* START *
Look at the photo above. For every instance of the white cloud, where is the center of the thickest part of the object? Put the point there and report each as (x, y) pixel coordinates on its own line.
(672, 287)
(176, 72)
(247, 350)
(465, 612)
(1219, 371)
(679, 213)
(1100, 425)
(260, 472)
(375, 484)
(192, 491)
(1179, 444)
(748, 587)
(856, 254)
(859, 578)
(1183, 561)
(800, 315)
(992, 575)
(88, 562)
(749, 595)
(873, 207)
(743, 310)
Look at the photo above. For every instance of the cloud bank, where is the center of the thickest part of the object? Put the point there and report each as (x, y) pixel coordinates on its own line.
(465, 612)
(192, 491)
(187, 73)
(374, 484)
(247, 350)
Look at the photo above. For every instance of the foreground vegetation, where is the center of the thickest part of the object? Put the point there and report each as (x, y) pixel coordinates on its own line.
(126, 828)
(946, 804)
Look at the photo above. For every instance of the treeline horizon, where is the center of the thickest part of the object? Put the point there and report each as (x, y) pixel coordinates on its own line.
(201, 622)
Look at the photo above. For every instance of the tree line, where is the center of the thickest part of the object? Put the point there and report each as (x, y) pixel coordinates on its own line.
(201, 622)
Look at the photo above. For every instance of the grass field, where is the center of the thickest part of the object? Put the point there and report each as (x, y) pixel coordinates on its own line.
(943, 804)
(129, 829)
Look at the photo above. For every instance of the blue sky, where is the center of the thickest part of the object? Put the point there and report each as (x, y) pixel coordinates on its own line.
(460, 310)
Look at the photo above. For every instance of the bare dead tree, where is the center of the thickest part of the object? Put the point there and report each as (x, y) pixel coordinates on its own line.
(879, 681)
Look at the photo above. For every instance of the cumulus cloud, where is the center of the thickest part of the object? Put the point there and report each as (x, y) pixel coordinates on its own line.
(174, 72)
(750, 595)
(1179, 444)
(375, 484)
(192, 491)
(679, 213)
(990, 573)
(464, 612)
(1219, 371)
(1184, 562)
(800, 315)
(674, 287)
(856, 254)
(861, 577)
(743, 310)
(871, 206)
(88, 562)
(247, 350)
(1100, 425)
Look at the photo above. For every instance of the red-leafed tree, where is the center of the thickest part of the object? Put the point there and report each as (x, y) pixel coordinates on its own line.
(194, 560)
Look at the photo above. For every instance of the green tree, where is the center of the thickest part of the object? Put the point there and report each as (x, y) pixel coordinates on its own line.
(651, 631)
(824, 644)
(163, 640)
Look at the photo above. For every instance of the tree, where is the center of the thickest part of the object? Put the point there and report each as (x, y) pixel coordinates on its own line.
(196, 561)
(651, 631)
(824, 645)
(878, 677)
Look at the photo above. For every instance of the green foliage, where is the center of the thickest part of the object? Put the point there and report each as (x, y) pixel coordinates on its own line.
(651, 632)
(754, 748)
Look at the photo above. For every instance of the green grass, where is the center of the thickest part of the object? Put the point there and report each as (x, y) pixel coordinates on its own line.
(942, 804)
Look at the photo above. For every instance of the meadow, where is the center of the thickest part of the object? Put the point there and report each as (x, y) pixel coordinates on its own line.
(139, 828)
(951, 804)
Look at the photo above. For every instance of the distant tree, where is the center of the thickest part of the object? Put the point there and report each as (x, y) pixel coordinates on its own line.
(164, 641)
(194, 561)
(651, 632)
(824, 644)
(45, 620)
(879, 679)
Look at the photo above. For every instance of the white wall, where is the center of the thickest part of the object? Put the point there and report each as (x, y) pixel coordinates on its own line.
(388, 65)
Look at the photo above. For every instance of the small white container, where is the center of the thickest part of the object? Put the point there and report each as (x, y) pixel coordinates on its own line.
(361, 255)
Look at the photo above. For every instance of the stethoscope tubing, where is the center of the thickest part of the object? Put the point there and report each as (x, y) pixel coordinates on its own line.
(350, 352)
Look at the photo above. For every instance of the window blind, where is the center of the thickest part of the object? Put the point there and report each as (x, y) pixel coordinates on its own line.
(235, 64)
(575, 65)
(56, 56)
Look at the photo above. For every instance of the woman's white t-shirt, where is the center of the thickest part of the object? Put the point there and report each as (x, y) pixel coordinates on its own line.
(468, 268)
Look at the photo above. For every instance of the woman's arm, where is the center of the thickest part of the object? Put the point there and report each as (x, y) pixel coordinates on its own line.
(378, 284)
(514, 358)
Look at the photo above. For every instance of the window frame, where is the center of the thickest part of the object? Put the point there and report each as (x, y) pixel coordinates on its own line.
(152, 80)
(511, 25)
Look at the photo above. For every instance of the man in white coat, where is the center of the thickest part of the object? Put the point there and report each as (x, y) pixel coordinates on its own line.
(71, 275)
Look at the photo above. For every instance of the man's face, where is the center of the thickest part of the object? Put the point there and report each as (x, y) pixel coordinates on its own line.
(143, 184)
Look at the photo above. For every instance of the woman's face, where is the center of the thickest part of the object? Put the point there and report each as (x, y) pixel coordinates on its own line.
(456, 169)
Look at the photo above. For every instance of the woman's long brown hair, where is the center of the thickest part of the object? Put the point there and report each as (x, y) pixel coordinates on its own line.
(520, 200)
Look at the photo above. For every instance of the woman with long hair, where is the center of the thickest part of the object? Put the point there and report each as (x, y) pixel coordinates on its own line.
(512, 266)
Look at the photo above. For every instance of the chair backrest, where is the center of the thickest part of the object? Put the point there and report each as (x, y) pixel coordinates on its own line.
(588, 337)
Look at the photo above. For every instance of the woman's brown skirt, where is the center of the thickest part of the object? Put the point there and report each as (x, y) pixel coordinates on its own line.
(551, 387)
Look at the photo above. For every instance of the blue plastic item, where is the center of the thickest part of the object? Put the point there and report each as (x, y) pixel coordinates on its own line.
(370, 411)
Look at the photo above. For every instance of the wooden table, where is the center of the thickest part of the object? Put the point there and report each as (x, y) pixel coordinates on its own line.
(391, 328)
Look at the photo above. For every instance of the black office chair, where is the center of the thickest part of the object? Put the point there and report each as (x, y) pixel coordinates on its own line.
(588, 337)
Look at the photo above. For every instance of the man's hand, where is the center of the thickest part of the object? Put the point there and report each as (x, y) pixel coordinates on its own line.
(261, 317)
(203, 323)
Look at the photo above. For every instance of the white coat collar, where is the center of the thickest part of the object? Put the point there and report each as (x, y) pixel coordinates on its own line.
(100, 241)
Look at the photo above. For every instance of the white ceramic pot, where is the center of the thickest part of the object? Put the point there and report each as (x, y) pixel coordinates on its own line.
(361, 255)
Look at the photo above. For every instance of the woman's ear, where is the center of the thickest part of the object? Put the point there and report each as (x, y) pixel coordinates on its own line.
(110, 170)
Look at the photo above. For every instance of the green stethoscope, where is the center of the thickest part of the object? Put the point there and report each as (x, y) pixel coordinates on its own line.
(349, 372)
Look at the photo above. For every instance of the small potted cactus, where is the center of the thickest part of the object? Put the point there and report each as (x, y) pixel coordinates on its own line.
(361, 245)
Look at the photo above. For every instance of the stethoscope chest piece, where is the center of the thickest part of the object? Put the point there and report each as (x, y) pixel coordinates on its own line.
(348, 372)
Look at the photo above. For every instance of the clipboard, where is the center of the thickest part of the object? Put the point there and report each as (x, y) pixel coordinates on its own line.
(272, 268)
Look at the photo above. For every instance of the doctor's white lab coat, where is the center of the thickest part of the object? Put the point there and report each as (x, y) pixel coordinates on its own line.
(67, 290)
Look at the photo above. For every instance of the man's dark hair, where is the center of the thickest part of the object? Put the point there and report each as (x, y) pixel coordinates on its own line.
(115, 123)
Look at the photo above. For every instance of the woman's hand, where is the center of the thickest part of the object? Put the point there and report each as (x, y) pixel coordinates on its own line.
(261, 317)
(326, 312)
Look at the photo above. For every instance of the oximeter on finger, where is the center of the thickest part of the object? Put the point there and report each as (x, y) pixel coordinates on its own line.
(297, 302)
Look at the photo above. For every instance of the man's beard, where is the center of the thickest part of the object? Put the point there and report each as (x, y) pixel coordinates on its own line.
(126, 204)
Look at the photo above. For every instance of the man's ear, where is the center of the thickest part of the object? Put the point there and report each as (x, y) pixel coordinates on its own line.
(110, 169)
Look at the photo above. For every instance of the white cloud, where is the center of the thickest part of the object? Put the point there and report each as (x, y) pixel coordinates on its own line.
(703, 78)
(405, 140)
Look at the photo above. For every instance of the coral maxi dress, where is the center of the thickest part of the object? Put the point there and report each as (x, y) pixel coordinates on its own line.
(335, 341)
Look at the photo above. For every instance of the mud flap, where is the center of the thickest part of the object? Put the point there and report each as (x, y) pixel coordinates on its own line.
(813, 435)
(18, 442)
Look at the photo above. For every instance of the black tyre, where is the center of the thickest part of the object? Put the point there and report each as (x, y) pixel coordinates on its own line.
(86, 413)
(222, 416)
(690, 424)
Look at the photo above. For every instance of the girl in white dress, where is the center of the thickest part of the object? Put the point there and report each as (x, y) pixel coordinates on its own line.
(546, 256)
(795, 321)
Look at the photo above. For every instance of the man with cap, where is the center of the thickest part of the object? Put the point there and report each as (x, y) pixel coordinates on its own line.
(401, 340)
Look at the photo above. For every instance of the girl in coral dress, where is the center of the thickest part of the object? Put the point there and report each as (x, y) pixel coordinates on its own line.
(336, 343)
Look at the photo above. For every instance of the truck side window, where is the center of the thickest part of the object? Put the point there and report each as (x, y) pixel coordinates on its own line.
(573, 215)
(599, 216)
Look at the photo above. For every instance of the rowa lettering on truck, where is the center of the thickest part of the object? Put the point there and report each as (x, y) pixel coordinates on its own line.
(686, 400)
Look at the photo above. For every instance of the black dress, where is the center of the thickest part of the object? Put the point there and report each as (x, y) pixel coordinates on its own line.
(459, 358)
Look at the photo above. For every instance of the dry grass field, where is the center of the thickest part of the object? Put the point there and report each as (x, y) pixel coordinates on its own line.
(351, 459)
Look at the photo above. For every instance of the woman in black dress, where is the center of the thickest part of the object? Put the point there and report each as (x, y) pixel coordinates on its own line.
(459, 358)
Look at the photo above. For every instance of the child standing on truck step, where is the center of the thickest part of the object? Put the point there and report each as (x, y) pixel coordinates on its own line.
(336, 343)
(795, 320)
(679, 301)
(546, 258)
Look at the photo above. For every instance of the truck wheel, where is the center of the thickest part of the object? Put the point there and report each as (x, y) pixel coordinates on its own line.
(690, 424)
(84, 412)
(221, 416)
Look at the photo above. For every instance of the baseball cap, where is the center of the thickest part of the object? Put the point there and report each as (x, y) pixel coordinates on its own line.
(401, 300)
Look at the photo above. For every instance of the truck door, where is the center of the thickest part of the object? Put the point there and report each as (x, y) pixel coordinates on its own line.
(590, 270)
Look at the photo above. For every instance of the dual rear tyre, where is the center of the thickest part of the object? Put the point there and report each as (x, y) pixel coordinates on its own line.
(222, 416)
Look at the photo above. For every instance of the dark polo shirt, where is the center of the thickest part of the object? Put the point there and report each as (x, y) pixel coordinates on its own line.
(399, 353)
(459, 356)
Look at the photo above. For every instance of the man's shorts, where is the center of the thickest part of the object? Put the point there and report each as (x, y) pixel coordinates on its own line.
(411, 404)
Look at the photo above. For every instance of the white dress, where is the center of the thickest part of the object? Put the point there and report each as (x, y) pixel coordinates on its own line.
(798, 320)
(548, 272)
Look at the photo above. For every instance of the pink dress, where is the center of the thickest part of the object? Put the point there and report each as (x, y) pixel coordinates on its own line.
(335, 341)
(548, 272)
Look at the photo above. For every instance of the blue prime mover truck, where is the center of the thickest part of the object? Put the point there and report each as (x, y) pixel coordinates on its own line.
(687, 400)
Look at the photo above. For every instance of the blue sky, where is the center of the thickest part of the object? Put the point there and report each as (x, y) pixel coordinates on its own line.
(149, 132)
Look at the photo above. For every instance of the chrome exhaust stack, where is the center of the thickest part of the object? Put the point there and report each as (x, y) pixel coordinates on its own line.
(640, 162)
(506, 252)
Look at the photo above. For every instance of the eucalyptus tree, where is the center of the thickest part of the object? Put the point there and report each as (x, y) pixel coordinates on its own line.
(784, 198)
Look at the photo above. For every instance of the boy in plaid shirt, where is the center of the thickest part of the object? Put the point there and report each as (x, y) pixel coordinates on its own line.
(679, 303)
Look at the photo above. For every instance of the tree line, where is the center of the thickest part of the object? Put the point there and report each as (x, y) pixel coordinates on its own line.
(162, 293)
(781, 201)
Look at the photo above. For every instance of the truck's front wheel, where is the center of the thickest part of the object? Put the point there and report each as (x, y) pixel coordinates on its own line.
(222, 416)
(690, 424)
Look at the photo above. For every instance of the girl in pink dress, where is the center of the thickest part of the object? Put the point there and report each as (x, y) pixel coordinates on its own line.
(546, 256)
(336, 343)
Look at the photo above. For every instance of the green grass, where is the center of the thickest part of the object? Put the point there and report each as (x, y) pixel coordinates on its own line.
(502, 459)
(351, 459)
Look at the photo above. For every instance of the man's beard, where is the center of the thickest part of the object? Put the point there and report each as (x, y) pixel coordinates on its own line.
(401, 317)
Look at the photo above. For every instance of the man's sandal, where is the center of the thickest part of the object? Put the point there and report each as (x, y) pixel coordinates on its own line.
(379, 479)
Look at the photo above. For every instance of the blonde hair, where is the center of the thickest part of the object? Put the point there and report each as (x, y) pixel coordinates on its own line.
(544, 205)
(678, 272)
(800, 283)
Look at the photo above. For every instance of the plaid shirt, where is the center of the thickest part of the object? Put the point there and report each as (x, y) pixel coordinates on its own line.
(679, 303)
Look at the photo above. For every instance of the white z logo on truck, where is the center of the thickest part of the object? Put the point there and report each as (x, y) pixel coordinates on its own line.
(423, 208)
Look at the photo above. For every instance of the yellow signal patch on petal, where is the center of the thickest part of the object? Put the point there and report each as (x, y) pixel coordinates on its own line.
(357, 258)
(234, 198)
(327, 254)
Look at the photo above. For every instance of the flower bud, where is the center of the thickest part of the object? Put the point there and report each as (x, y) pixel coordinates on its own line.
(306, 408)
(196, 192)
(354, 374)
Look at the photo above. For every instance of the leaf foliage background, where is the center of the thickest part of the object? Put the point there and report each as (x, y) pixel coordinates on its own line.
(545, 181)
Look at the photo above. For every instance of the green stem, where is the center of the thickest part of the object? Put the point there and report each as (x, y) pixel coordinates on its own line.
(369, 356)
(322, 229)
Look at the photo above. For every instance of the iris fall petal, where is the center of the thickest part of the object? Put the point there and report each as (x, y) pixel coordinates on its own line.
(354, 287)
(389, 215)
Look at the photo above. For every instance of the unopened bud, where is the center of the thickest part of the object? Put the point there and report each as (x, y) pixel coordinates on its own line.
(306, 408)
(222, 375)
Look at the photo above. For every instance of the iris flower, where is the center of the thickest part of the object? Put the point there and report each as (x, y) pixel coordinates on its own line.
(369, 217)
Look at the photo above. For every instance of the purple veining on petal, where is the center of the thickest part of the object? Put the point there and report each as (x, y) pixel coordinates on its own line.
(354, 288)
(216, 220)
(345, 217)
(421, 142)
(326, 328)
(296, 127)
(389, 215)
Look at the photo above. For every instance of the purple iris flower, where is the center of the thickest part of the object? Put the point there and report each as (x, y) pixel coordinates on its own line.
* END *
*To do*: Locate "Look at the photo above. For every instance of the yellow" in the material, then quote the line that contains it and all lines after it through the final one.

*Result for this exercise*:
Look at the photo above. For every instance of the yellow signal patch on petal, where is the center of the thickest part of the object? Put the point there and report each as (x, y) pixel coordinates on its own line.
(357, 258)
(234, 198)
(327, 254)
Look at the photo above. For every instance of the flower bud, where is the center of the thickest part of the object? Put the point there and report each as (x, y) pixel coordinates on its own line.
(306, 408)
(196, 192)
(354, 374)
Look at the photo above. For every instance of the leaf foliage background, where is the center of the thickest part of the object? Put the point there and report each as (x, y) pixel coordinates on its own line.
(545, 181)
Look at the photo above. For every instance of the green stem, where is the center of the thickest part of the object? Put the point there and report each as (x, y) pixel coordinates on its own line.
(369, 356)
(322, 229)
Look at the photo above. For every instance of the iris fall petal, where is the center of the thickest part of the object? Put the point there and report each as (x, y) pixel coordinates on its own line.
(354, 287)
(389, 215)
Look at the photo above. For every instance of the unopened bud, where is the center of the thickest part of the object? Put the point there and report each as (x, y) pixel coordinates on its own line.
(306, 408)
(222, 375)
Look at the photo above. For every instance of the iris flower, where is the center of the thickest part of the object? Put the point there and report each as (x, y) pixel coordinates on its own line.
(369, 217)
Look at the photo above. For every instance of the purple veining on petal, where is the center of the thickest part of the object? Put the point there and report each as (x, y) pixel coordinates on its own line.
(354, 288)
(216, 220)
(345, 217)
(421, 142)
(326, 328)
(296, 127)
(389, 215)
Look at the photo above. For every instance of the purple iris flower, where is the center of the thickest part of the object? Put the point there and report each as (x, y) pixel coordinates on its own line.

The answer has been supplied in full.